What to work on: Extract every one of the rows below and reproduce each line verbatim, unchanged.

***

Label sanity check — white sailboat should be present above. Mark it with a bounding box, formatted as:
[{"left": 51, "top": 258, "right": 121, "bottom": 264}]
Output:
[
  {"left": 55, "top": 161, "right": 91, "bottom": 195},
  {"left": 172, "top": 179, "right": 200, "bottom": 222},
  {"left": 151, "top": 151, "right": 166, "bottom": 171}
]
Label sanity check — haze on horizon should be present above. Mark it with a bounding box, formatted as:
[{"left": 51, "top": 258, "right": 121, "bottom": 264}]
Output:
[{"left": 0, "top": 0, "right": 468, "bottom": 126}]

***

Exercise response:
Label sanity check — white sailboat should be present above. Mark it with a bounding box, formatted as:
[{"left": 51, "top": 258, "right": 121, "bottom": 264}]
Output:
[
  {"left": 55, "top": 161, "right": 91, "bottom": 195},
  {"left": 172, "top": 179, "right": 200, "bottom": 222},
  {"left": 151, "top": 151, "right": 166, "bottom": 171}
]
Label sanity check — haze on horizon should be present above. Mark it with a bounding box, formatted as:
[{"left": 51, "top": 258, "right": 121, "bottom": 264}]
Output:
[{"left": 0, "top": 0, "right": 468, "bottom": 126}]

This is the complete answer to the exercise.